[Records from a data collection]
━━━━

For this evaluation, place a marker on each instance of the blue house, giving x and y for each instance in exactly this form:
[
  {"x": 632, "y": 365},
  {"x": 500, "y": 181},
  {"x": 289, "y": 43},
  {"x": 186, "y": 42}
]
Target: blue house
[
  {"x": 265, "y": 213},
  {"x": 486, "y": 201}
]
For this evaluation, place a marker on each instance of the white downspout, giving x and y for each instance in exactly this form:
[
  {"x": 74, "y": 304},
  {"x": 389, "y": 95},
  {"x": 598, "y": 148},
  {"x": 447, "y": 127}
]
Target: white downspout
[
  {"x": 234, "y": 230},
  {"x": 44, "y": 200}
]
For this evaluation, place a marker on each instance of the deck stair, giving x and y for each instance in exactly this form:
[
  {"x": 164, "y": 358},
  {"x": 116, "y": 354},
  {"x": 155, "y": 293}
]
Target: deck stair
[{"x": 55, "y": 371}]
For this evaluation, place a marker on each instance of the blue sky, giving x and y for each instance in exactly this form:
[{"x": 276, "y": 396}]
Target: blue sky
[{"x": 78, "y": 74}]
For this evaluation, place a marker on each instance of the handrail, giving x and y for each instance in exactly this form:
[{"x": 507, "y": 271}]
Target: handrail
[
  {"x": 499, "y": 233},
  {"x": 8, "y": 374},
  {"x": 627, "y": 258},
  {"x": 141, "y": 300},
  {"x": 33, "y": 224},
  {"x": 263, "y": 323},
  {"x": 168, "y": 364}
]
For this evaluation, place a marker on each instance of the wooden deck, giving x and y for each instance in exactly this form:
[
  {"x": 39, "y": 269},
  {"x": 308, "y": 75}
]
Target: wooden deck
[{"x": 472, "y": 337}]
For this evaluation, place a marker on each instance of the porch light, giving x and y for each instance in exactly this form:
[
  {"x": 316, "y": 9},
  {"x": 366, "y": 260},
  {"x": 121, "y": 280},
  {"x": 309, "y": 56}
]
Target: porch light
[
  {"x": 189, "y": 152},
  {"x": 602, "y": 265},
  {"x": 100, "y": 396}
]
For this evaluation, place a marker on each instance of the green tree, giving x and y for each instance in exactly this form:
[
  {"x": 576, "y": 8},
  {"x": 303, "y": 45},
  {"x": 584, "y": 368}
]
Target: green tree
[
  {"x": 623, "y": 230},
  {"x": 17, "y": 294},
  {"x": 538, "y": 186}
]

━━━━

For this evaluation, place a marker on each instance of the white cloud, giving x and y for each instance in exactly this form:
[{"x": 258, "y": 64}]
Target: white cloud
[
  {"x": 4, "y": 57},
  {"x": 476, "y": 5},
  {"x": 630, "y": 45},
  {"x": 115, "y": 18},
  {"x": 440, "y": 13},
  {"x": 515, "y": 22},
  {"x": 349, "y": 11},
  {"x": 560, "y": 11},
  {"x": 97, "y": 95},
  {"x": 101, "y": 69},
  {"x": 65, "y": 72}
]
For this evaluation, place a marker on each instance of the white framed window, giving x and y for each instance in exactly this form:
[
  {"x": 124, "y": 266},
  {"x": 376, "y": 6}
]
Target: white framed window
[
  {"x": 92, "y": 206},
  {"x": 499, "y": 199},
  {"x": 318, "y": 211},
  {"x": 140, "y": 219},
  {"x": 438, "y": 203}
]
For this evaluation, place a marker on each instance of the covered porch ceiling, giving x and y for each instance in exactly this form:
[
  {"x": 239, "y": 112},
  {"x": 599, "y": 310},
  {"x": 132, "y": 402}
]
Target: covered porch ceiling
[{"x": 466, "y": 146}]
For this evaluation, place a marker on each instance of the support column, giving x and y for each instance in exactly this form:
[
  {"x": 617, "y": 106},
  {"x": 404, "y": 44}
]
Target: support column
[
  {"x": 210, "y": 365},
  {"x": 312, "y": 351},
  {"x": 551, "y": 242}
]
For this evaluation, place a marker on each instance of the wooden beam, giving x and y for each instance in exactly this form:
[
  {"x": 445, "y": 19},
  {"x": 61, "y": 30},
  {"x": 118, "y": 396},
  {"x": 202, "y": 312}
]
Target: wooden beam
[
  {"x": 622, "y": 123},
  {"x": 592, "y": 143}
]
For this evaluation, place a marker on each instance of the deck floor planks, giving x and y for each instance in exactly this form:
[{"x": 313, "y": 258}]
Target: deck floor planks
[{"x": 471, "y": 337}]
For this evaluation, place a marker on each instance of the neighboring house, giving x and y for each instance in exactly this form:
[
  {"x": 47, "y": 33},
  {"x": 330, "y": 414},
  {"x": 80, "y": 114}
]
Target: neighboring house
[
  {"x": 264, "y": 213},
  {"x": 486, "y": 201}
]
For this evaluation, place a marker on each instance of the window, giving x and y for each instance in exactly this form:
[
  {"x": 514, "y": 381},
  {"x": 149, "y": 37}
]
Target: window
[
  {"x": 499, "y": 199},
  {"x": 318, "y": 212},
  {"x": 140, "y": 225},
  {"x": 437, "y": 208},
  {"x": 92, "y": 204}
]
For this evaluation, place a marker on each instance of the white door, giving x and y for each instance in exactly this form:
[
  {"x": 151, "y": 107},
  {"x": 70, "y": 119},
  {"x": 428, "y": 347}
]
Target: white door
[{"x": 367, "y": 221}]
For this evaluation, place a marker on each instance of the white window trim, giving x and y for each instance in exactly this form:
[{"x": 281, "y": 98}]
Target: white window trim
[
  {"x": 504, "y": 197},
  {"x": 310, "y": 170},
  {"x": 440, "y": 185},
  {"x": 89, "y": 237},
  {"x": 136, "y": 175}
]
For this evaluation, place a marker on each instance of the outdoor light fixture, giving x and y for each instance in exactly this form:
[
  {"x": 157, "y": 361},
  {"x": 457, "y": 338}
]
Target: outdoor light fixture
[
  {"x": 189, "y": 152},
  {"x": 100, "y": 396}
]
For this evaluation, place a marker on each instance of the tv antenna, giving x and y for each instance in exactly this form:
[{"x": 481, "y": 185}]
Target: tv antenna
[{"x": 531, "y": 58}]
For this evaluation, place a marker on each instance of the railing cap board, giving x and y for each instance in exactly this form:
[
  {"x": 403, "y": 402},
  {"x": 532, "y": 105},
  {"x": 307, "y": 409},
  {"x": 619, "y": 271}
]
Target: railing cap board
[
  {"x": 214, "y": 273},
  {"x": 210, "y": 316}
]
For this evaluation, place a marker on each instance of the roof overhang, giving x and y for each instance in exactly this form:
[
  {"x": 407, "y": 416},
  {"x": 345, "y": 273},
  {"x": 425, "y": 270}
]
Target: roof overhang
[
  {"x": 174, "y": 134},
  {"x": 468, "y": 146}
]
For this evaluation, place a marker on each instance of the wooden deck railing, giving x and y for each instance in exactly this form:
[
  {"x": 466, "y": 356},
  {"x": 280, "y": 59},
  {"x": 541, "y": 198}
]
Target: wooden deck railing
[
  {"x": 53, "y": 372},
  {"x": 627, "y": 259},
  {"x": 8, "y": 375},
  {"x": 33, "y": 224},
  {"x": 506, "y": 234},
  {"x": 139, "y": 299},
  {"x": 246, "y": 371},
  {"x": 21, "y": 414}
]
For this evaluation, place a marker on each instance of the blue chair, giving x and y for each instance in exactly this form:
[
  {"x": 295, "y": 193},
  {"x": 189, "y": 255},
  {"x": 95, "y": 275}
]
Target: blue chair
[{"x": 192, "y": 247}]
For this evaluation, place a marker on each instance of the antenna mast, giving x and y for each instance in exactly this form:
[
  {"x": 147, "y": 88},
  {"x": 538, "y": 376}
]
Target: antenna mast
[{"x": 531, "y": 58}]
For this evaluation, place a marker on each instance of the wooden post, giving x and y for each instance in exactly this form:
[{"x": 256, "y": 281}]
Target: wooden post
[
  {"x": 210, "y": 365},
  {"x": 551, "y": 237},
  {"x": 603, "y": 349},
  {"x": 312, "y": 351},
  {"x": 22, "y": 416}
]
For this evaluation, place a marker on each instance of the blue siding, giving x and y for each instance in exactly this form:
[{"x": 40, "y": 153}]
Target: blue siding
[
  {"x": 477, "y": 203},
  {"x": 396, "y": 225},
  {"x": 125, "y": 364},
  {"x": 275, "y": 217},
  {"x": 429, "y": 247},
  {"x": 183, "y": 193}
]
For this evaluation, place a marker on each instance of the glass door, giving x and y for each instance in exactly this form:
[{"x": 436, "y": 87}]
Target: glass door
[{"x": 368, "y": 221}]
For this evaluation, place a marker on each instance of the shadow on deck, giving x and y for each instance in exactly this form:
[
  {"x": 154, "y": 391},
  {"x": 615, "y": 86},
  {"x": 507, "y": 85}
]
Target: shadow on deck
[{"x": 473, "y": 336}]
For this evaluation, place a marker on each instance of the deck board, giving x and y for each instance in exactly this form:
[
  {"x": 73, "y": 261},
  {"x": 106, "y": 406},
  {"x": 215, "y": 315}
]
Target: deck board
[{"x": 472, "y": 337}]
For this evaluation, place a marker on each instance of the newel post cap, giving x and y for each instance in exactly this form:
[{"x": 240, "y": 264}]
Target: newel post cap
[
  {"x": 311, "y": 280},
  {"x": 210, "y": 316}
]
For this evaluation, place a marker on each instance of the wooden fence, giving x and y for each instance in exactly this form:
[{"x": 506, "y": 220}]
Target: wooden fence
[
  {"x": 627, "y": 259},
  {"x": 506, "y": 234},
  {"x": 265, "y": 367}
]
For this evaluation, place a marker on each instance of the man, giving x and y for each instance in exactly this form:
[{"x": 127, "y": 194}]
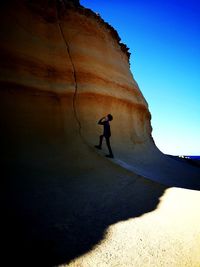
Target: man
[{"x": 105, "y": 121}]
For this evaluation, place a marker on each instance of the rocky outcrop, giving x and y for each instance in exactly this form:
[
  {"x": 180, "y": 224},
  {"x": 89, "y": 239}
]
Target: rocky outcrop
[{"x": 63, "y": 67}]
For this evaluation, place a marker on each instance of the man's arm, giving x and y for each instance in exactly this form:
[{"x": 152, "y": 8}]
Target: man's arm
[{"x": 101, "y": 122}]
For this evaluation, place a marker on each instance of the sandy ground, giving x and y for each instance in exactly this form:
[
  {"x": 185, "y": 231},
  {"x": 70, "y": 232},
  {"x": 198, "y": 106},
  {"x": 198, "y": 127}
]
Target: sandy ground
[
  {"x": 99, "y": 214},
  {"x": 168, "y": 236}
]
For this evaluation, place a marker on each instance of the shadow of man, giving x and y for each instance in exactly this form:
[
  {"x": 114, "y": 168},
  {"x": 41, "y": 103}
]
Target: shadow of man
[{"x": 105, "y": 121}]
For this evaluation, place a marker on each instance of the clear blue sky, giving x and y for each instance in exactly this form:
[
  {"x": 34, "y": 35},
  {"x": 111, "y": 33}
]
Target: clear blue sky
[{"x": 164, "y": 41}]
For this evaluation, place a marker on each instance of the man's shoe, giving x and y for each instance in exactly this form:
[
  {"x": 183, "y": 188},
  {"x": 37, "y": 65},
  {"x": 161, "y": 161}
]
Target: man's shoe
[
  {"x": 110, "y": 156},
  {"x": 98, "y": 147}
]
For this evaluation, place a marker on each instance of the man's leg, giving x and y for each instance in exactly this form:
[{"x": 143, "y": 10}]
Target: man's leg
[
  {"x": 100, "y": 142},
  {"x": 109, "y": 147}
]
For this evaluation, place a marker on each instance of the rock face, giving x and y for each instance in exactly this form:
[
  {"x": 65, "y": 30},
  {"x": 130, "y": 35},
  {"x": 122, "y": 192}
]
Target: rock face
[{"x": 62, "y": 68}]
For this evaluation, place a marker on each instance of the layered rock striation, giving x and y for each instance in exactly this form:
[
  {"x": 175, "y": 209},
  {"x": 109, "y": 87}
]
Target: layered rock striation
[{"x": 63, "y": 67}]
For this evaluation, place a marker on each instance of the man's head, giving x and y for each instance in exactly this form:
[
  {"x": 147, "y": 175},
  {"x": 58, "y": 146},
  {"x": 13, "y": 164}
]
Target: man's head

━━━━

# GOAL:
Filter the lines above down to those containing the word "railing", copying each matching line in full.

# OUTPUT:
For this evaluation, place a marker on each instance of the railing cap board, giving x and y for each instance in exactly this form:
Target: railing cap board
For this evaluation, place a marker on each instance of the wooden deck railing, giving x and y for each instance in exactly this form:
Target: wooden deck railing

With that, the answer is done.